━━━━━ Records provided ━━━━━
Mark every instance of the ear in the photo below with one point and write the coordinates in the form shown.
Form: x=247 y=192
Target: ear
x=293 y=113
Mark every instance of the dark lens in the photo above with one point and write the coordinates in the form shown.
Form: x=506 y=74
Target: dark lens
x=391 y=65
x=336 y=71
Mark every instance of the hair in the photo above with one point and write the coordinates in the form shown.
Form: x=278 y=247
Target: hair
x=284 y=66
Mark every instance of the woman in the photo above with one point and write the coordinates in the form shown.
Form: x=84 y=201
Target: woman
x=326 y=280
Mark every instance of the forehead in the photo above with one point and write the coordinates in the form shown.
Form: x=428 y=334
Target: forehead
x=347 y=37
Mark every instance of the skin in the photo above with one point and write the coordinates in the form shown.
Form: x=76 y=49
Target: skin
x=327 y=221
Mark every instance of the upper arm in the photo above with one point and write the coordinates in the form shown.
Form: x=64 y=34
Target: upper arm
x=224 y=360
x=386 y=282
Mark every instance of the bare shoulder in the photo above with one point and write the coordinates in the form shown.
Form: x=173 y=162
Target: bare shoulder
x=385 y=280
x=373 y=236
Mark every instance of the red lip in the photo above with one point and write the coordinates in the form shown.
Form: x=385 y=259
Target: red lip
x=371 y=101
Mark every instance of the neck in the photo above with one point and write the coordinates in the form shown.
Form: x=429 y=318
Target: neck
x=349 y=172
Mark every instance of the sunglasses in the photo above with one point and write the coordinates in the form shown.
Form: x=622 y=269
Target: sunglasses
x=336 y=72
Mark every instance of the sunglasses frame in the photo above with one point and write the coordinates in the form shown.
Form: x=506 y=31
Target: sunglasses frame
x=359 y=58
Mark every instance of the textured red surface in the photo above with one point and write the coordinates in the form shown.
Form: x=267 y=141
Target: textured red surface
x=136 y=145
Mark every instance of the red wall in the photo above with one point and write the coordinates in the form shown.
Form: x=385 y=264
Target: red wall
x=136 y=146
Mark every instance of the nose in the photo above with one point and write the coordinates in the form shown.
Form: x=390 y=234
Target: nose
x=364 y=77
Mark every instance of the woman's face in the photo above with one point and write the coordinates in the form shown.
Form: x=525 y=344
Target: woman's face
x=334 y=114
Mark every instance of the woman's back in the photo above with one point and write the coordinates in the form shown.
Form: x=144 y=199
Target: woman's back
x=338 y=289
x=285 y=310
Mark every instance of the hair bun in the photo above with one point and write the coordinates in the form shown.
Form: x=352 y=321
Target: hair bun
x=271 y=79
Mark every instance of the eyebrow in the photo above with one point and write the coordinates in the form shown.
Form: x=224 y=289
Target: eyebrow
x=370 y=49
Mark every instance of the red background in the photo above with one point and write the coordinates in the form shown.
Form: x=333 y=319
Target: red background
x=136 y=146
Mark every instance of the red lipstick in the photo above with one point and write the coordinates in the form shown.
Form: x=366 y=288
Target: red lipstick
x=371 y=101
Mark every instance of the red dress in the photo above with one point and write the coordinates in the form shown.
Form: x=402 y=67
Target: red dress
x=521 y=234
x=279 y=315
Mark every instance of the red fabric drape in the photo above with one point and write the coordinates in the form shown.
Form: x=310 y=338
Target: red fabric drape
━━━━━
**To be done**
Copy each of the records above word for word, line by line, with nothing changed.

**Task result**
Mark every instance of the ear in the photo below with one point and write the coordinates in the form shown.
Form: x=247 y=192
Target: ear
x=293 y=113
Mark every instance of the dark lens in the photo above with one point and write the coordinates in the form shown.
Form: x=506 y=74
Target: dark lens
x=391 y=65
x=336 y=71
Mark every instance of the hair in the photo above with one point and write the coordinates in the form shown.
Form: x=278 y=247
Target: hair
x=284 y=66
Mark every instance of the woman in the photo above with one point and write the coordinates in the form shown.
Form: x=84 y=201
Target: woman
x=326 y=280
Mark every instance of the forehead in the photo above with one point and write the coordinates in the form shown.
Form: x=428 y=334
Target: forehead
x=347 y=37
Mark every instance of the skin in the photo above with one point and write the coordinates in the form shown.
Form: x=76 y=49
Target: skin
x=327 y=221
Mark every instance of the upper arm in the photo above with one point and write the coordinates in the form shown.
Form: x=64 y=34
Target: upper arm
x=224 y=360
x=386 y=282
Mark every instance of the bare shoulder in the photo above with one point and write the coordinates in the form shown.
Form: x=173 y=162
Target: bare shoulder
x=385 y=280
x=373 y=236
Mark every instance of the red lip in the photo above with one point and write the coordinates in the form shown.
Form: x=385 y=259
Target: red lip
x=371 y=101
Mark every instance of the neck in the photo above with one point and write the coordinates in the form shown.
Form: x=429 y=318
Target: neck
x=349 y=172
Mark every instance of the sunglasses in the photo above with one point and write the coordinates in the form shown.
Form: x=622 y=269
Target: sunglasses
x=336 y=72
Mark every instance of the sunglasses frame in the photo above with one point and write the coordinates in the form shown.
Form: x=506 y=31
Target: sunglasses frame
x=359 y=58
Mark every instance of the textured red surface in the photo above with one point and write the coordinates in the form shown.
Form: x=267 y=141
Target: textured red surface
x=136 y=145
Mark every instance of the red wall in the photo above with one point and write the coordinates in the form shown.
Form: x=385 y=264
Target: red wall
x=136 y=146
Mark every instance of the nose in the photo above with one point and write the coordinates in the form shown.
Form: x=390 y=234
Target: nose
x=364 y=77
Mark every instance of the woman's face in the photo above with one point and write the coordinates in the form shown.
Form: x=525 y=344
Target: woman's face
x=334 y=114
Mark every instance of the woman's back in the photo above with one point and write the coordinates in the form shown.
Form: x=144 y=199
Target: woman's back
x=338 y=289
x=285 y=310
Mark every instance of the hair bun in the photo above with one point and write the coordinates in the form shown.
Form: x=352 y=321
Target: hair bun
x=271 y=79
Mark every instance of the eyebrow in the photo above with one point and write the coordinates in the form shown.
Form: x=224 y=289
Target: eyebrow
x=370 y=49
Mark every instance of the red background in the photo above with one point and write the coordinates in the form shown.
Form: x=333 y=319
Target: red background
x=136 y=146
Mark every instance of the red lipstick in the photo above with one point and write the coordinates in the form shown.
Form: x=366 y=288
Target: red lipstick
x=371 y=101
Mark every instance of the red dress in the photo above with one point and write the coordinates in the form shown.
Form: x=402 y=67
Target: red dress
x=521 y=234
x=279 y=315
Mark every instance of the red fabric drape in the photo above with one point and write the coordinates in the form shown.
Form: x=310 y=338
Target: red fabric drape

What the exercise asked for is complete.